____ SUPPLIED ENTRIES

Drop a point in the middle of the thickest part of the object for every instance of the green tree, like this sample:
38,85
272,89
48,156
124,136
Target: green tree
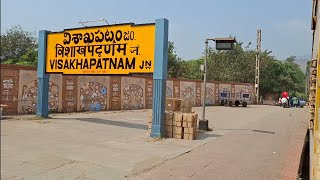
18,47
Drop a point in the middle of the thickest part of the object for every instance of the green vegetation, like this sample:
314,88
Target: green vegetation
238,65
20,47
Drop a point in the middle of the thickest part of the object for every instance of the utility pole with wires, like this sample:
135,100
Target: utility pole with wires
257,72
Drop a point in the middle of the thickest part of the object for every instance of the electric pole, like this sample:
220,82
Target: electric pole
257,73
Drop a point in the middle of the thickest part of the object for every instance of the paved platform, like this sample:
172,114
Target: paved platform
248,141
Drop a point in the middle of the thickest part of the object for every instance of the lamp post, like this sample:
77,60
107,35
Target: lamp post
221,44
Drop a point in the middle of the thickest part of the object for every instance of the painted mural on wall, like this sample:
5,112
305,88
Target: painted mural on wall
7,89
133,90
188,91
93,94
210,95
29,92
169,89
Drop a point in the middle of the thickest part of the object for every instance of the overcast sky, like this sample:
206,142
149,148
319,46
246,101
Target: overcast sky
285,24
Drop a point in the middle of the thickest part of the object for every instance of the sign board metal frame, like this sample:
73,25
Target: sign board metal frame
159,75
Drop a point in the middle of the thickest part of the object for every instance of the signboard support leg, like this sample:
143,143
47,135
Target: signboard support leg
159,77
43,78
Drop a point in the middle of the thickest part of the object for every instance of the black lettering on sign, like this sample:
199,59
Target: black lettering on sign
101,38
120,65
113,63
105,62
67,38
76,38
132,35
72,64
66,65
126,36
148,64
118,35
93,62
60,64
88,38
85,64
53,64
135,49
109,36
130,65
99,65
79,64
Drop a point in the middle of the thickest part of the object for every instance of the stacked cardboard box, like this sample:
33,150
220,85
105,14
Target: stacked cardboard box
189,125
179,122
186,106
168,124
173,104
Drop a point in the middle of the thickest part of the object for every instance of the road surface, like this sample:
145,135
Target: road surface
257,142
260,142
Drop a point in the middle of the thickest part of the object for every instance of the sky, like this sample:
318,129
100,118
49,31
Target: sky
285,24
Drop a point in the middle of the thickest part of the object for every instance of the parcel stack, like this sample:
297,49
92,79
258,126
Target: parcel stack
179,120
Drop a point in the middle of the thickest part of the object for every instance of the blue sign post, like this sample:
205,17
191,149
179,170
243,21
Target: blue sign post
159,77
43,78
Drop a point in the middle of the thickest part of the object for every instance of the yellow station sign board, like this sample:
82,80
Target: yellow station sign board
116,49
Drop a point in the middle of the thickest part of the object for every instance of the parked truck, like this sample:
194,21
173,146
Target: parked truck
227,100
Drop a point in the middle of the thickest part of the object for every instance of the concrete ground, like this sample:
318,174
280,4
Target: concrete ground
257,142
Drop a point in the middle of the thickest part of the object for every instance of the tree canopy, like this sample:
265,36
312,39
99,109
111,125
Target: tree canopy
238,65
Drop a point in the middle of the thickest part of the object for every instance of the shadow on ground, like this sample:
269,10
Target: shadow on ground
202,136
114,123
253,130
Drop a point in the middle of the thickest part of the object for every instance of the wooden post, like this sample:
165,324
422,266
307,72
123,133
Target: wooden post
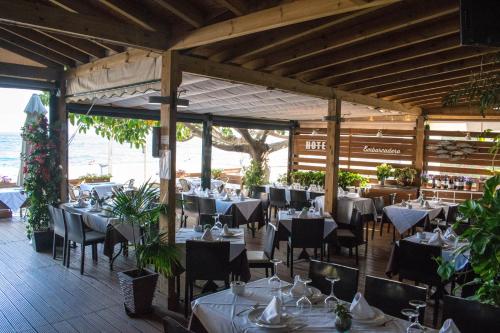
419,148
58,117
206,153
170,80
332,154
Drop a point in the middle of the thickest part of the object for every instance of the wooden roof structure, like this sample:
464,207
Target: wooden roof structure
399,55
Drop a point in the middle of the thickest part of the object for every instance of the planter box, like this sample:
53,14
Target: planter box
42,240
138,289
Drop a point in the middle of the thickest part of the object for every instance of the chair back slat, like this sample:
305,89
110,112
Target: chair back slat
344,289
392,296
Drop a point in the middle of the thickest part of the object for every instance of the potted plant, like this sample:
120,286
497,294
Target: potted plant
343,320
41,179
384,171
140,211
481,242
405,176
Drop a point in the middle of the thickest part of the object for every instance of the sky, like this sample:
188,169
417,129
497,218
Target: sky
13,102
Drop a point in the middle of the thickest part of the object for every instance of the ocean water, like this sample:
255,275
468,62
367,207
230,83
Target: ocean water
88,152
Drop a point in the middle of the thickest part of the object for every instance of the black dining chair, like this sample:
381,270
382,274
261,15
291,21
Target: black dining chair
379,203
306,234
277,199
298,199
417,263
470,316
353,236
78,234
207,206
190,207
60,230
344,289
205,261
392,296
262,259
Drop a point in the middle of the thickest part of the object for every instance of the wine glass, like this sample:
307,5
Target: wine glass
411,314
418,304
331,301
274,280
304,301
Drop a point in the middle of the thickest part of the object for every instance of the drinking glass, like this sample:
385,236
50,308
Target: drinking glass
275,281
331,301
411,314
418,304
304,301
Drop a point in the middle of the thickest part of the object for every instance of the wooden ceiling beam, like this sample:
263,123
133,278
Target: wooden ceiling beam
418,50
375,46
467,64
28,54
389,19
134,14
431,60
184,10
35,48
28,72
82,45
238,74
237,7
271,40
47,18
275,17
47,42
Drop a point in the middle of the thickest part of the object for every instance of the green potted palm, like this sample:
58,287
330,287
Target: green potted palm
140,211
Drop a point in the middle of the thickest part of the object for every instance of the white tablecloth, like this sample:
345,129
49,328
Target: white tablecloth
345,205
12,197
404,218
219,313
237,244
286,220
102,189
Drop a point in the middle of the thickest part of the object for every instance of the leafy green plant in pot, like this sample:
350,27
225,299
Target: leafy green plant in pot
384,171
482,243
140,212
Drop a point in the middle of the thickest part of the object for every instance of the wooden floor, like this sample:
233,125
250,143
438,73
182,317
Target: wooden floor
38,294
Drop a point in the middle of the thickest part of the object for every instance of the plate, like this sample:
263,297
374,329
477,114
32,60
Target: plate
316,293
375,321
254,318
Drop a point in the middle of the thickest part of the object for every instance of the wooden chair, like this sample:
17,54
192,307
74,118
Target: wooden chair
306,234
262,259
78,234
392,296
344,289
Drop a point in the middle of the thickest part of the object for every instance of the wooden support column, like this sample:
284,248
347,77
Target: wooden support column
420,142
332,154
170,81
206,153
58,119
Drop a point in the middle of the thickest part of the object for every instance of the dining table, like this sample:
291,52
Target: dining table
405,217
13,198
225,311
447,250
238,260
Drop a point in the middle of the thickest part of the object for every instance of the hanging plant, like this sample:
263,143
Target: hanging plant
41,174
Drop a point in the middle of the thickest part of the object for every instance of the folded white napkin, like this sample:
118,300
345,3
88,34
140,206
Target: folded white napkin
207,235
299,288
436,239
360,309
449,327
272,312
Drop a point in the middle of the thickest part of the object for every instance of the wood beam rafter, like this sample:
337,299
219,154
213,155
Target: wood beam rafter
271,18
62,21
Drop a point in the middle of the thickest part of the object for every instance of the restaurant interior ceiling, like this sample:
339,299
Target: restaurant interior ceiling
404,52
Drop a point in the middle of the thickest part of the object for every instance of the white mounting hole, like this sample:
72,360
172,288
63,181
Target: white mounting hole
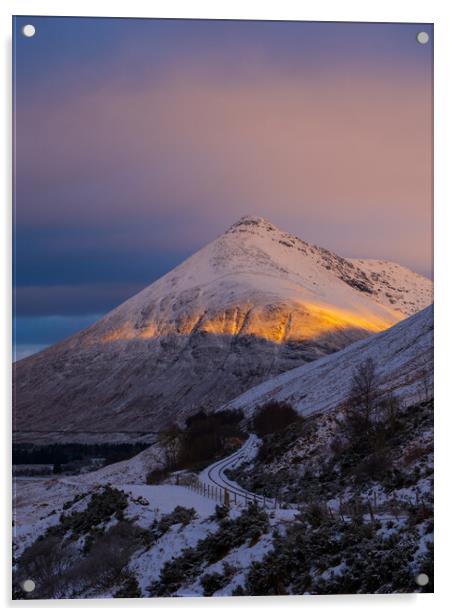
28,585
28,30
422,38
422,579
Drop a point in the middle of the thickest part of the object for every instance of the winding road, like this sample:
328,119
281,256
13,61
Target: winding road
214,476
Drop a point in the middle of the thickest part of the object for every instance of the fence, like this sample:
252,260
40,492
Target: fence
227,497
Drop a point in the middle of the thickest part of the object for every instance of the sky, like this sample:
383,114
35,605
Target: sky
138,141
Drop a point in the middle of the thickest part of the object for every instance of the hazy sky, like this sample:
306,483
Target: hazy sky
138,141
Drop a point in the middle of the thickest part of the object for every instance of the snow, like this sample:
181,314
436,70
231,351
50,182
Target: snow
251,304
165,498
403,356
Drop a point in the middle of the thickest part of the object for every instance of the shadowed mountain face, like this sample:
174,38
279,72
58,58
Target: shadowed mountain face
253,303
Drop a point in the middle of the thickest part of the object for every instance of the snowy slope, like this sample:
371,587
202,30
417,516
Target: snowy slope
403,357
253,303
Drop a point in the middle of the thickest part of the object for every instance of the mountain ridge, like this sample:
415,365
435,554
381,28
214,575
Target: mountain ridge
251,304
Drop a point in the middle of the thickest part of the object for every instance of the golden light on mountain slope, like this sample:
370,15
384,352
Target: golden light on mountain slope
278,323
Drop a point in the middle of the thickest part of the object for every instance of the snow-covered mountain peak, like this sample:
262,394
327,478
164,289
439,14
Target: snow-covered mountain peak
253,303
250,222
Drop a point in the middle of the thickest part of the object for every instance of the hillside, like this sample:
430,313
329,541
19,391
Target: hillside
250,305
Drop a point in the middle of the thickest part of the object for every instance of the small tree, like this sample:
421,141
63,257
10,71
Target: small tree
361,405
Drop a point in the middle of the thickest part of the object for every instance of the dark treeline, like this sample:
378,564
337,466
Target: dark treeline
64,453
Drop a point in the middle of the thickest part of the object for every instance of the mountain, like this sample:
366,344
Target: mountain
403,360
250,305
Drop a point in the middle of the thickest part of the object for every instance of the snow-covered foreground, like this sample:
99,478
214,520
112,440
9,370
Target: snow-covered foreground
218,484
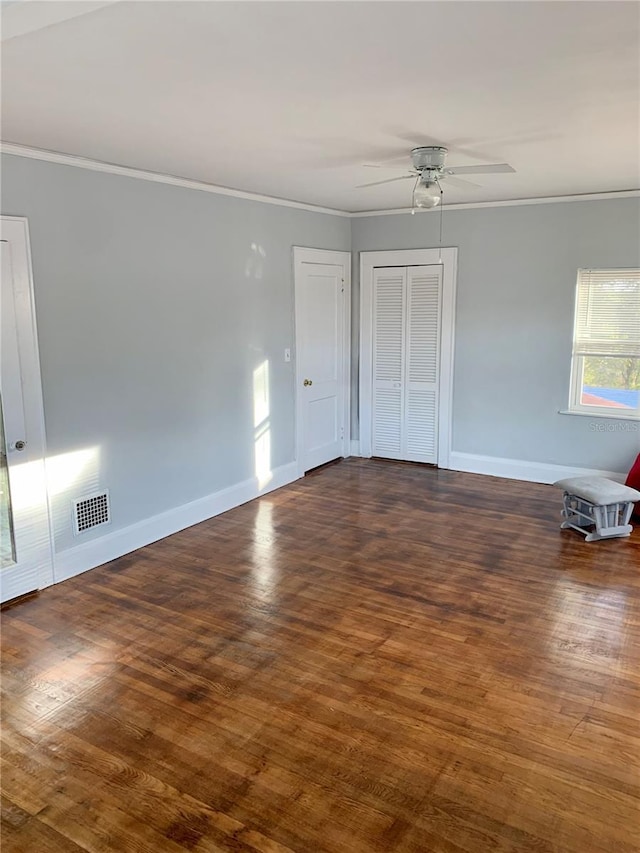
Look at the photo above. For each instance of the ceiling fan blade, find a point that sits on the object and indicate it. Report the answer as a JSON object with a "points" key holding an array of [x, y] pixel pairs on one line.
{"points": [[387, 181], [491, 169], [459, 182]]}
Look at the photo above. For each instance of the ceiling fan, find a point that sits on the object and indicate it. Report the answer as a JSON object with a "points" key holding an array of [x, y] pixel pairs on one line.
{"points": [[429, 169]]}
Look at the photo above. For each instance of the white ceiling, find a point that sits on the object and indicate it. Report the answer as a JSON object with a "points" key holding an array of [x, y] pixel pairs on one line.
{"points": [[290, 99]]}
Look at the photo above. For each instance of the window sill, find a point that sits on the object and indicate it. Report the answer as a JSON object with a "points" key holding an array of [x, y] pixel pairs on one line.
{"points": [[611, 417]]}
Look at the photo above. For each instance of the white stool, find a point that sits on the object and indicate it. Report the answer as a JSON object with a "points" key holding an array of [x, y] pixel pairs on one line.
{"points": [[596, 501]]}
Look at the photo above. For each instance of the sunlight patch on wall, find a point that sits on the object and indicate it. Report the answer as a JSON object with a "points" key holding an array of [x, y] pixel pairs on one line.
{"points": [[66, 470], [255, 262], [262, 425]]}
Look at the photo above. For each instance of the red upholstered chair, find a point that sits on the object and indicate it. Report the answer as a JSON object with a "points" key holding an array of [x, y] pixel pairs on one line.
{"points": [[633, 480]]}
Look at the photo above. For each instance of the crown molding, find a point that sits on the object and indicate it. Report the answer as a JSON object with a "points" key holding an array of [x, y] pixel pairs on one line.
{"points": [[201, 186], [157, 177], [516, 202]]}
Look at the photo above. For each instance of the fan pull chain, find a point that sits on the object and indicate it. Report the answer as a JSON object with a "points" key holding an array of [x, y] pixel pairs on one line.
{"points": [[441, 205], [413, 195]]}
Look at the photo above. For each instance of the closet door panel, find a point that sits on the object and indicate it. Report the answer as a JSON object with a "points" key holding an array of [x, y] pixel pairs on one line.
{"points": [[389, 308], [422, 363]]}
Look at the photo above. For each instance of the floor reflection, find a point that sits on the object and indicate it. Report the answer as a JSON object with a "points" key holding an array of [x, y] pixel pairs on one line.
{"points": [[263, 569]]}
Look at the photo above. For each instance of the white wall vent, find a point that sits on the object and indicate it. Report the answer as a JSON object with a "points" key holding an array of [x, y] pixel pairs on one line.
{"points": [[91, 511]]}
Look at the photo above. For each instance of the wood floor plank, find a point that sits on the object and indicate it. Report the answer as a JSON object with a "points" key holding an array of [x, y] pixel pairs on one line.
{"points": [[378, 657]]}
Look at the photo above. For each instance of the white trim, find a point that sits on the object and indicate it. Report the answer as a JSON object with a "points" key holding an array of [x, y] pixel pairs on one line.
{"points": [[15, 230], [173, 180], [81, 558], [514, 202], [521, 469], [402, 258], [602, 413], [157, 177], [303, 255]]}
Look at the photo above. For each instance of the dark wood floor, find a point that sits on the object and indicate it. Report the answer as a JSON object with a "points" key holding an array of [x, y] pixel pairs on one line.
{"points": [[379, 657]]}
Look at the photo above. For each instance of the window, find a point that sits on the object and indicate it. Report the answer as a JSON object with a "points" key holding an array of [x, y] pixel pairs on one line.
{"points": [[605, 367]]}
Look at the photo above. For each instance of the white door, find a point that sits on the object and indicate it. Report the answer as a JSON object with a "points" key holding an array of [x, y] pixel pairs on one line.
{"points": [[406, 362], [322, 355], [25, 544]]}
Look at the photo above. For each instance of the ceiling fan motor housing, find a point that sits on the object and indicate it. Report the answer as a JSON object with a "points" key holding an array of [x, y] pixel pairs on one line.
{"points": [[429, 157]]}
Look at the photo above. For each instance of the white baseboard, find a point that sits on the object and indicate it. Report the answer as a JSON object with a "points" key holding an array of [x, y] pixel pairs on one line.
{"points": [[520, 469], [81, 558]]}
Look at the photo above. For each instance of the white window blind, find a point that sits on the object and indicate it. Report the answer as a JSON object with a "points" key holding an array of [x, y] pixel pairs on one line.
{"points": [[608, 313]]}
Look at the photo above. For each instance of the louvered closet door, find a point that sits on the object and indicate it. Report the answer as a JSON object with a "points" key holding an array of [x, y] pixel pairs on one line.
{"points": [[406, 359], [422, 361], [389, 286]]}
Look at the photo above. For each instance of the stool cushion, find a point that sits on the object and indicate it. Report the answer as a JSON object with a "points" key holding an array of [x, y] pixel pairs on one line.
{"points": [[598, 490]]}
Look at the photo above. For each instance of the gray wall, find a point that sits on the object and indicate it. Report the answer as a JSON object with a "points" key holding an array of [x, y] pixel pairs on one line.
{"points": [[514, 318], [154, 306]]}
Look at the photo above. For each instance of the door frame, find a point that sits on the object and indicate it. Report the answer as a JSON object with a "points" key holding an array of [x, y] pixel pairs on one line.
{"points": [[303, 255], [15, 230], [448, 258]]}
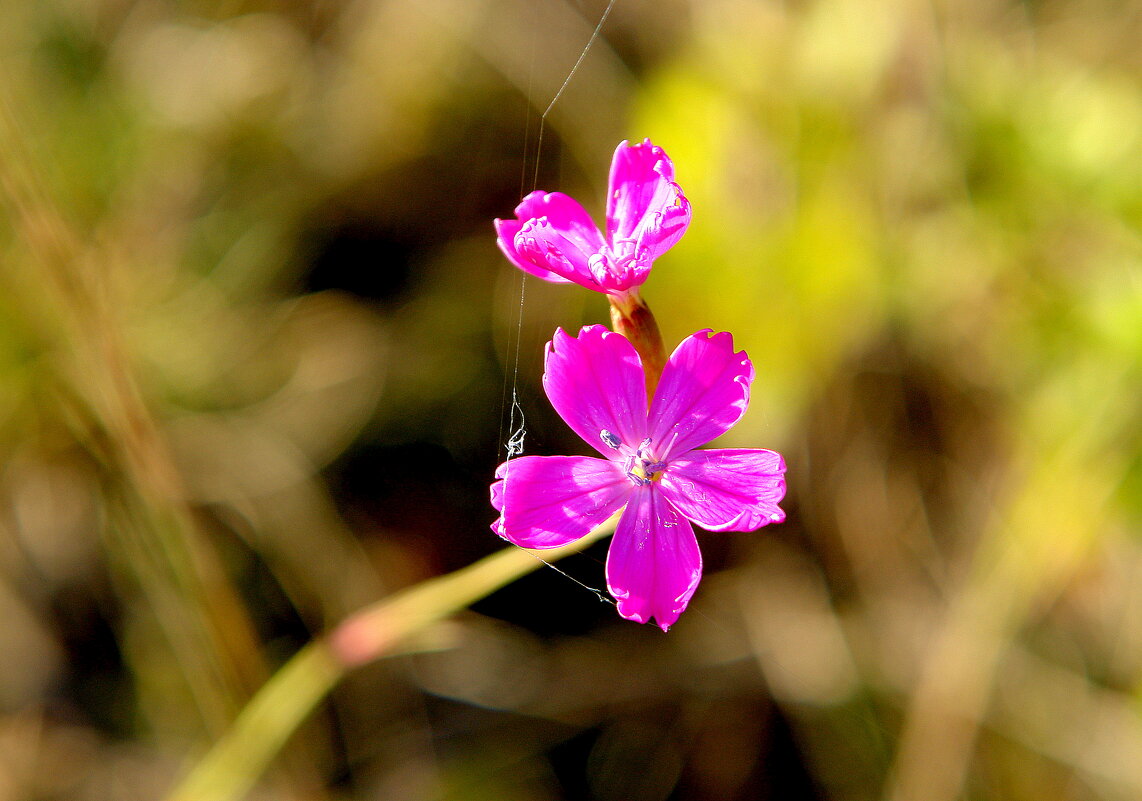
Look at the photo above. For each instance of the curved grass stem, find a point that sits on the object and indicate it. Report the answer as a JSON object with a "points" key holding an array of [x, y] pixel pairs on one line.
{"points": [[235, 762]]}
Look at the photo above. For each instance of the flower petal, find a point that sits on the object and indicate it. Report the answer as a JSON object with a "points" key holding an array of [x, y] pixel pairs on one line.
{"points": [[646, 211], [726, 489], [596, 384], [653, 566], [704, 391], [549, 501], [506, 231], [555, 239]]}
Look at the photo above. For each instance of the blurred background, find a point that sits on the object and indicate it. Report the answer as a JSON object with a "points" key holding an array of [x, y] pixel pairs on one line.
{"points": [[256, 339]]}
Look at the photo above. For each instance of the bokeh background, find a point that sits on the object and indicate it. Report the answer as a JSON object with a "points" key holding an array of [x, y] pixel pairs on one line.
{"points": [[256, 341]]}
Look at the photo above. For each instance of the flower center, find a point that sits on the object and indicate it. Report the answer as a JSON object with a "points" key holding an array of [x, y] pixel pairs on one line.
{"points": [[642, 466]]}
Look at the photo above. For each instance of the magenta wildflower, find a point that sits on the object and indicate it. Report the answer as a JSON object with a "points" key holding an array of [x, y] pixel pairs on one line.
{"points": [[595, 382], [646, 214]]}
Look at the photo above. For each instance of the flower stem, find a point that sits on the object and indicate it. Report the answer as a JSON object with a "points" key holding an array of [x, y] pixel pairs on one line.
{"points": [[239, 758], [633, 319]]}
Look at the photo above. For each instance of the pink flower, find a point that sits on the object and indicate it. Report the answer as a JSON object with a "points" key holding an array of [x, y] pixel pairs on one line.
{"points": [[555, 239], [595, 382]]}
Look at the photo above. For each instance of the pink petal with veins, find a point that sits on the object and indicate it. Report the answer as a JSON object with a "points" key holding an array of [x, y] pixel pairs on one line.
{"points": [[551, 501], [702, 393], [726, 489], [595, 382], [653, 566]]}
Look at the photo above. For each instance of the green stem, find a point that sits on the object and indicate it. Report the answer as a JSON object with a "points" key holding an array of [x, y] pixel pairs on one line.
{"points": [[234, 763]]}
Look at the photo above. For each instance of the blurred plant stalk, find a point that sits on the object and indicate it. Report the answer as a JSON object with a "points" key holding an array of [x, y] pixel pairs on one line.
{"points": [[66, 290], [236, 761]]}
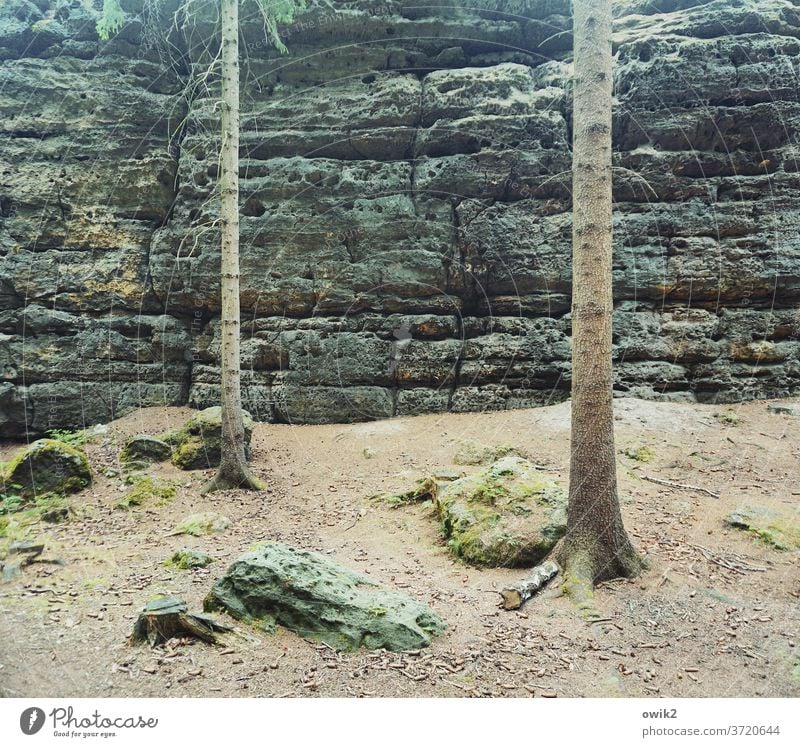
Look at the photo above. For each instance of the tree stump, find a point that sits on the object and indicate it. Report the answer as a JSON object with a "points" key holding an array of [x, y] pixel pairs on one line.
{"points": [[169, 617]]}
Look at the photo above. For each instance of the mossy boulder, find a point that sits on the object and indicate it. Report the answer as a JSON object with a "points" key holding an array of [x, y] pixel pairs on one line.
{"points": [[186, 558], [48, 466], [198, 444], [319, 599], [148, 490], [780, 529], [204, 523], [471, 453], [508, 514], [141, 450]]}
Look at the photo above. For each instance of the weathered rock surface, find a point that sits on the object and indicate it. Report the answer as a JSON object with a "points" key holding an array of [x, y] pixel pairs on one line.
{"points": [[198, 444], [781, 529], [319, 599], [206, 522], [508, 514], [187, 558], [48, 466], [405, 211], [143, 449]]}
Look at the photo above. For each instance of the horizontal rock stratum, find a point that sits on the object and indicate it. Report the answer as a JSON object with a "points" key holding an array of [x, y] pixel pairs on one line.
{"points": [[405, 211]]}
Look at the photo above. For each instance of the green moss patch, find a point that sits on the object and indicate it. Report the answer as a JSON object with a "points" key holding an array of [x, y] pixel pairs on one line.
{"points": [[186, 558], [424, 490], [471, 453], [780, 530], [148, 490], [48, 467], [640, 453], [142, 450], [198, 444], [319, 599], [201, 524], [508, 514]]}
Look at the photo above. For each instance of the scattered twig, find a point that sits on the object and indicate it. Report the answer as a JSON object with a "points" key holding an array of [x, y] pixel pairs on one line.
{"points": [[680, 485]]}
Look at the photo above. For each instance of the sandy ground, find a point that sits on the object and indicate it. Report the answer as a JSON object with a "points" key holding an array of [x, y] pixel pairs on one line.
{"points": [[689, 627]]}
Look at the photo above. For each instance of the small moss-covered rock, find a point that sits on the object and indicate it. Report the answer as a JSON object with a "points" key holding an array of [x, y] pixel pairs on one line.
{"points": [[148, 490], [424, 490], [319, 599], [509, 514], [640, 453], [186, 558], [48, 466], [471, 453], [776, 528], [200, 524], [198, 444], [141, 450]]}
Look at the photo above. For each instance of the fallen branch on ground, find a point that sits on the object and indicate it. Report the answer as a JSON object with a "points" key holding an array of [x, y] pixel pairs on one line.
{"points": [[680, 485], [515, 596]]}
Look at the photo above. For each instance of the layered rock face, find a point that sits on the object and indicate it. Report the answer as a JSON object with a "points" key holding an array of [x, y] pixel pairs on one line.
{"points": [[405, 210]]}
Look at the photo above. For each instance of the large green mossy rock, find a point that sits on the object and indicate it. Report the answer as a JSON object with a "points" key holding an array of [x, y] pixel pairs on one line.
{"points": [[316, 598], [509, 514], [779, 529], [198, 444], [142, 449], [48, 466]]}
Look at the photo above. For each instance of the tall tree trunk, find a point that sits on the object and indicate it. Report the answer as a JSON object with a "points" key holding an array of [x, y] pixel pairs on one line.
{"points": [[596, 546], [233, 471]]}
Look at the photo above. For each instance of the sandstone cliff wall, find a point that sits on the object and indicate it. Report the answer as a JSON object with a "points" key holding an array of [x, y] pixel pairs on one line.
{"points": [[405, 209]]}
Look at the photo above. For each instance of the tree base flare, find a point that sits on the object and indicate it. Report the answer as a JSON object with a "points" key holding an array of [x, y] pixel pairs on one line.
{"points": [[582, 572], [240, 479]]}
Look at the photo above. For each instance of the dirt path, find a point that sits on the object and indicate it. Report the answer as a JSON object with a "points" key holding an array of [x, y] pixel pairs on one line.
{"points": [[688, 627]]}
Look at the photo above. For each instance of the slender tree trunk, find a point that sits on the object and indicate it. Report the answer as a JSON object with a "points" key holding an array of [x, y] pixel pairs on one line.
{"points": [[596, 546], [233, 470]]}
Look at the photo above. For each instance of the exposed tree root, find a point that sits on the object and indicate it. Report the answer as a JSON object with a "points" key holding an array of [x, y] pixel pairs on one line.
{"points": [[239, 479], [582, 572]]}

________

**DESCRIPTION OF THE TASK**
Output only the lines from the one holding "Look at the photo above. For each instance of the sandstone" through the last line above, exactly as they appear.

**OUTPUT OF THE EXERCISE**
Look at the photo above. For each instance of the sandstone cliff wall, find a point that sits on the object and indicate it. Report the answer as a JSON object with a "points" key holding an array of [x, y] pixel pairs on one line.
{"points": [[405, 209]]}
Look at the photo above. For each instance of the tree base flare, find a point that sits on the object and indicate it. Report the answer as a JSON object with a "points" key holding an array of [x, y] pixel pairs on one line.
{"points": [[582, 572], [240, 479]]}
Look at the photo above. For each instance of the dirt path, find a point that sits on the object and indicate it. Report the answer as a JSON object with a "points" key holding an array of [x, y] pixel pairs on one line.
{"points": [[688, 627]]}
Look at the photo above. For each instance of the slender tree trunk, find a point that sits on the object and indicate it. Report the answer as a JSON object with a "points" key holding an array of [x, y] pixel pairs on one line.
{"points": [[596, 546], [233, 470]]}
Look at the photo above. For each instance of the exposed tree root, find a point that sits on the object and indicate it. Report the answer as a JSON object with a "points" key holding an array of [x, y] pixel pairs on one line.
{"points": [[239, 479], [582, 572]]}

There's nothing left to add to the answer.